Assigned task: Please return the records below exactly as they stand, with the pictures removed.

Recorded information:
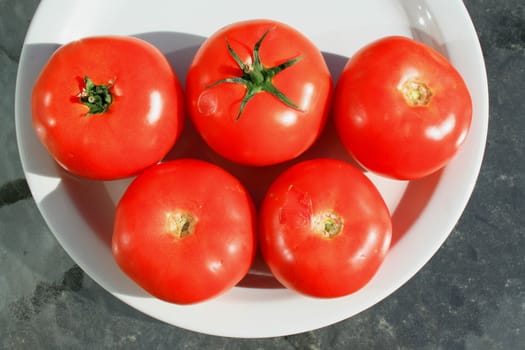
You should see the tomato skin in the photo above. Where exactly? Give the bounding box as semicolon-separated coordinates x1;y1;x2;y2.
186;19;332;166
112;159;256;304
32;36;185;180
259;158;392;298
333;36;472;180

Reply to the exercise:
You should see the tomato skin in the photo above. Where exactly? Give the bounding box as semicolon-separated coordinates x1;y1;x2;y2.
186;19;332;166
112;159;256;304
32;36;185;180
259;158;392;298
333;36;472;180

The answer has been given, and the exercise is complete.